Aim of the task
Copy out word for word everything from the row with "Query: dirt ground" down to the row with "160), (235, 160)]]", both of those rows included.

Data records
* * * *

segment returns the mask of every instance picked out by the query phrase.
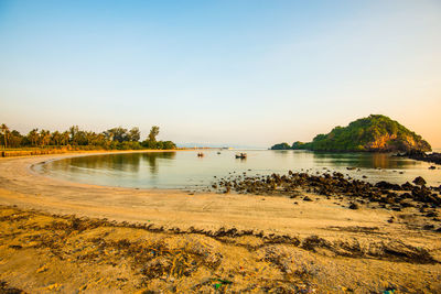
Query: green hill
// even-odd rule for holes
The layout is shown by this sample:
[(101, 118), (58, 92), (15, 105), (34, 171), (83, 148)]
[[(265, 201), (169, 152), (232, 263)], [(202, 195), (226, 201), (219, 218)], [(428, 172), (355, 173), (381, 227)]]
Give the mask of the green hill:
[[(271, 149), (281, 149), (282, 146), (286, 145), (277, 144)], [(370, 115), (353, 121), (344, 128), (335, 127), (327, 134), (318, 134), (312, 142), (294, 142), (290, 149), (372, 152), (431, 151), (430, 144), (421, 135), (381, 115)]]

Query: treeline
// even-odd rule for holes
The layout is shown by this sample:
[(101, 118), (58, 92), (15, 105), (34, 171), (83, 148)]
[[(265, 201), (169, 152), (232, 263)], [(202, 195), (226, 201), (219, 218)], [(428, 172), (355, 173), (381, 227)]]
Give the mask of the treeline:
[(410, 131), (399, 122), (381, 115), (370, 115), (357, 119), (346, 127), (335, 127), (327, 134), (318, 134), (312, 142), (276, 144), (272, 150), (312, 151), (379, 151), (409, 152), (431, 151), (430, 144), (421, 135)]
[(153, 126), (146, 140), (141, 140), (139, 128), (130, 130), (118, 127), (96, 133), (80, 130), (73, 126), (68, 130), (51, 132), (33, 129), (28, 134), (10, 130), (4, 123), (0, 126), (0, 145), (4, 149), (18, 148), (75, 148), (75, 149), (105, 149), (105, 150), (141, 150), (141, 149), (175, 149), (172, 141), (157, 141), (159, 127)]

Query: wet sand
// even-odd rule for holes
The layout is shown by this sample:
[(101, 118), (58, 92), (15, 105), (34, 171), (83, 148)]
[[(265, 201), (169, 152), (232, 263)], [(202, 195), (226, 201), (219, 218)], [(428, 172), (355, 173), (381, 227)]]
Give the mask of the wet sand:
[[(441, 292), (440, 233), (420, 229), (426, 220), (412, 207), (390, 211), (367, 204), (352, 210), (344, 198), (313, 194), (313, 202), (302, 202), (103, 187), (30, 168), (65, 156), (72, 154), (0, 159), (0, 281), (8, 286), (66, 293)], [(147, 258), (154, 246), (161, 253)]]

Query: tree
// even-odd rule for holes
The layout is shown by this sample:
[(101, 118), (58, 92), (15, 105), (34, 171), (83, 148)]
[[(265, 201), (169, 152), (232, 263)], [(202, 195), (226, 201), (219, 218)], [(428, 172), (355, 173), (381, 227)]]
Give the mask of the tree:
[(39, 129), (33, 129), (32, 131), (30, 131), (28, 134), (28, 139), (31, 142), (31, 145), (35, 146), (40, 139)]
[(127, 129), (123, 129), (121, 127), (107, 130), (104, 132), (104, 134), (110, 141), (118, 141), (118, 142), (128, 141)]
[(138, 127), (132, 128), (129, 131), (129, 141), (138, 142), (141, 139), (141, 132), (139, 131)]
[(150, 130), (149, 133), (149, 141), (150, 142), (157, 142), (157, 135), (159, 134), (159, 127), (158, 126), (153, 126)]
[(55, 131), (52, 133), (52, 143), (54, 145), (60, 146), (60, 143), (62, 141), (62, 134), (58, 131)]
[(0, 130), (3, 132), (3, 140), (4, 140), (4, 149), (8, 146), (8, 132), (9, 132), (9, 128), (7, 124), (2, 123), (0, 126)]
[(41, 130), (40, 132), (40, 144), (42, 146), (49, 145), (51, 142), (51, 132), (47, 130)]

* * * *

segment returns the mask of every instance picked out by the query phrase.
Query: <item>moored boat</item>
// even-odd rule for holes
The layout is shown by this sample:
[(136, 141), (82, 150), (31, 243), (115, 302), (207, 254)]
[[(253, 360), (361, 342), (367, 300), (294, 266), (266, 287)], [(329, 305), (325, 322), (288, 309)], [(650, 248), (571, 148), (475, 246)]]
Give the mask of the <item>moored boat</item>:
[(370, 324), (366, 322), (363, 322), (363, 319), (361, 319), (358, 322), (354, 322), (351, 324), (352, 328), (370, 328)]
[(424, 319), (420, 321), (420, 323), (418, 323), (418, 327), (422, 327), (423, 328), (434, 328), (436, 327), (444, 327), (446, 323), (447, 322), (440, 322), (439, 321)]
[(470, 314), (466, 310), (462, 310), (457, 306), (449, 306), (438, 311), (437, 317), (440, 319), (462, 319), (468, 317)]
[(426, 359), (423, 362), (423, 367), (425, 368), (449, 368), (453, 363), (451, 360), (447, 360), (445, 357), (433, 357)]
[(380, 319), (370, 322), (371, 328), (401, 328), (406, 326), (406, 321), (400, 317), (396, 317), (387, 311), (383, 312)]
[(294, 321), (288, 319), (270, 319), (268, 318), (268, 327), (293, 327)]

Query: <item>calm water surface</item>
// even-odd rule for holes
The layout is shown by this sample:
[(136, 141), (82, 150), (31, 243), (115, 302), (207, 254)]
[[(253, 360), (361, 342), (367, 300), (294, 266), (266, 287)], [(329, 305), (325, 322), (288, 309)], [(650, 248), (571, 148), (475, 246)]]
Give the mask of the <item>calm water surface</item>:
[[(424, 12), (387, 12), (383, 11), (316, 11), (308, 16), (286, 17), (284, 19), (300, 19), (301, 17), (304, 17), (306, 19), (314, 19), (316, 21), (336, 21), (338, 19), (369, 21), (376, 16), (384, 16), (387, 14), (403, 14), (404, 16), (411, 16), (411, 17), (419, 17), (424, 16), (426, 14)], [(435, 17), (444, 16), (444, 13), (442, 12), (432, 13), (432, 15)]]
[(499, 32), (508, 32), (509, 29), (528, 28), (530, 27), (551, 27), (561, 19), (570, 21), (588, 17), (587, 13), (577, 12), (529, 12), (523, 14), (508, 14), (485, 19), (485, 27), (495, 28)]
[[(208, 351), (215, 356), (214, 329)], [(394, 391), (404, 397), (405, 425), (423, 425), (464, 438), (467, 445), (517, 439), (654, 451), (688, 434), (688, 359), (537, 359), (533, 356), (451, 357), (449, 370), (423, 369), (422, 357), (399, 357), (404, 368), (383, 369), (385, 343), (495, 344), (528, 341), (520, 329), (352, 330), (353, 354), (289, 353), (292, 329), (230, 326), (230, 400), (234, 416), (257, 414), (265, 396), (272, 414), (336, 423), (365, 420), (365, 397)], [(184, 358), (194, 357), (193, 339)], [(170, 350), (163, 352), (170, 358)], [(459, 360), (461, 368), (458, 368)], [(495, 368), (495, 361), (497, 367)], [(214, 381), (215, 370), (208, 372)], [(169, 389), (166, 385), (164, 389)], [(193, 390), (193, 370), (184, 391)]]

* * * *

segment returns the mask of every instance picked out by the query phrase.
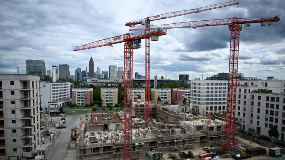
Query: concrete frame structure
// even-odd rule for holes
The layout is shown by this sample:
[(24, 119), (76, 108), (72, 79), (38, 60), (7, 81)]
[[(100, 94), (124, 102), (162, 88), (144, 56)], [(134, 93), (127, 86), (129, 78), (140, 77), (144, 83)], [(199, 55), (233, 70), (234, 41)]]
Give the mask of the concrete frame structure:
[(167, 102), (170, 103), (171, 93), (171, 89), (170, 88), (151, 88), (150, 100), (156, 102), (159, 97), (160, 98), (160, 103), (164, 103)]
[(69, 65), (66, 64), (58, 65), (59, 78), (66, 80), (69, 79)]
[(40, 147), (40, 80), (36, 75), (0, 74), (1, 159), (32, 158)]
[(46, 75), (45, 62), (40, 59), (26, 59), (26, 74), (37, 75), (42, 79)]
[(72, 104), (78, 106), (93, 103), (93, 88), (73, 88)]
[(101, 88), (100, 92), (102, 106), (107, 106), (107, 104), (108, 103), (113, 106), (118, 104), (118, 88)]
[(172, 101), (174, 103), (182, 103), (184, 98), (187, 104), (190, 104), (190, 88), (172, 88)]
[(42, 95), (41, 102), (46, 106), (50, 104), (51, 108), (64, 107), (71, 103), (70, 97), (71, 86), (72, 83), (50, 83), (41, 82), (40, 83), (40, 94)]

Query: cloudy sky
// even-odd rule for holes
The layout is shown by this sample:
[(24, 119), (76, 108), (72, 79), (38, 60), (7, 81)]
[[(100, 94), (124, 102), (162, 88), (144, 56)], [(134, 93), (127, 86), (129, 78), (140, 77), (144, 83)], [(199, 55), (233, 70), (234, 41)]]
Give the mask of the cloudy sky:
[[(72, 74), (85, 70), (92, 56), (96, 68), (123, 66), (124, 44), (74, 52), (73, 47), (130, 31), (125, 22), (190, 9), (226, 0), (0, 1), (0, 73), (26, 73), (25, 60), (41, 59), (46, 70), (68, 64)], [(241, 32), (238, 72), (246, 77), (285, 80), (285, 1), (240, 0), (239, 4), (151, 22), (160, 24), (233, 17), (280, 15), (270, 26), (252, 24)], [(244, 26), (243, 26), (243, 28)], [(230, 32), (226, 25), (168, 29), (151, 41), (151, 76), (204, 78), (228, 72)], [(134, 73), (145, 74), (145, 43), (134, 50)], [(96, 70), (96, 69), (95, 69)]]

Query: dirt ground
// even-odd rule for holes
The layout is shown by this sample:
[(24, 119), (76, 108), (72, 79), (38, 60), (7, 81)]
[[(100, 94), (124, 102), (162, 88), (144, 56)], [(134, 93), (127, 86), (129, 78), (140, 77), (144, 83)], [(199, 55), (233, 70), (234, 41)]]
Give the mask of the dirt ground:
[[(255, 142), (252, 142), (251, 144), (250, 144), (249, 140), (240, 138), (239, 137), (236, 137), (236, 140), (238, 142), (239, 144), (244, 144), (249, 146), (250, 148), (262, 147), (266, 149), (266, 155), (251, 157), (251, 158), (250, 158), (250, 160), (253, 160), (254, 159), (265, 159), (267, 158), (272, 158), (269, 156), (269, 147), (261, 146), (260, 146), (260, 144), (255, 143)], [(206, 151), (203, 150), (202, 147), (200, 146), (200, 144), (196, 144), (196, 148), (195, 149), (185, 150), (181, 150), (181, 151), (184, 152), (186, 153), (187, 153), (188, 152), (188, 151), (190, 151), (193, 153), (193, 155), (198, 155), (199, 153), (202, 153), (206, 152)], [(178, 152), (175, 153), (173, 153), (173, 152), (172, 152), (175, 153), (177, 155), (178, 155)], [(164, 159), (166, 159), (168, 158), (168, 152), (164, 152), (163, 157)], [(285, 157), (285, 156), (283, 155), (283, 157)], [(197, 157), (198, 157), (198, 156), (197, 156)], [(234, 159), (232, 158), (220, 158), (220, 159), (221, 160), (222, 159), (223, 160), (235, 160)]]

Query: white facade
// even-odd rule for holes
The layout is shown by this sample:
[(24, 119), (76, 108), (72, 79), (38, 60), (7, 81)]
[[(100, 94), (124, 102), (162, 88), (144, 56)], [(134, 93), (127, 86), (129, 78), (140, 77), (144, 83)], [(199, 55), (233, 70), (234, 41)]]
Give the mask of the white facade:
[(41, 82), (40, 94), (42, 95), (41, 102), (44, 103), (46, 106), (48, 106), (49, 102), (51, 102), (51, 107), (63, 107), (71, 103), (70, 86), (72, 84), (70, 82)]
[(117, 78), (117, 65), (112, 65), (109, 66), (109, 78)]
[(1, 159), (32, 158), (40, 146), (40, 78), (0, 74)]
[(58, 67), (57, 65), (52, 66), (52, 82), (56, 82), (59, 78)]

* * * *

Response below
Query: dirt ground
// even-odd rule for holes
The layout is shown by this sample:
[(24, 119), (76, 108), (72, 79), (38, 60), (7, 81)]
[[(100, 94), (124, 102), (162, 88), (144, 56)], [(134, 93), (127, 86), (129, 78), (140, 77), (144, 83)], [(199, 55), (233, 70), (234, 41)]]
Give the mask of the dirt ground:
[[(255, 142), (252, 142), (251, 144), (250, 144), (249, 140), (240, 138), (239, 137), (236, 137), (236, 140), (238, 142), (239, 144), (244, 144), (249, 146), (250, 148), (262, 147), (266, 149), (266, 155), (251, 157), (251, 158), (250, 158), (250, 160), (253, 160), (254, 159), (265, 159), (267, 158), (272, 158), (269, 156), (269, 147), (261, 146), (260, 146), (260, 144), (255, 143)], [(206, 151), (203, 150), (202, 147), (200, 146), (200, 144), (196, 144), (196, 148), (195, 149), (185, 150), (181, 150), (181, 151), (184, 152), (186, 153), (187, 153), (188, 152), (188, 151), (190, 151), (193, 153), (193, 155), (198, 155), (199, 153), (202, 153), (206, 152)], [(178, 152), (175, 153), (173, 153), (173, 152), (172, 152), (175, 153), (177, 155), (178, 155)], [(164, 159), (166, 159), (168, 158), (168, 152), (164, 152), (163, 157)], [(285, 157), (285, 156), (283, 155), (283, 157)], [(197, 157), (198, 157), (198, 156), (197, 156)], [(234, 159), (232, 158), (220, 158), (220, 159), (221, 160), (222, 159), (223, 160), (235, 160)]]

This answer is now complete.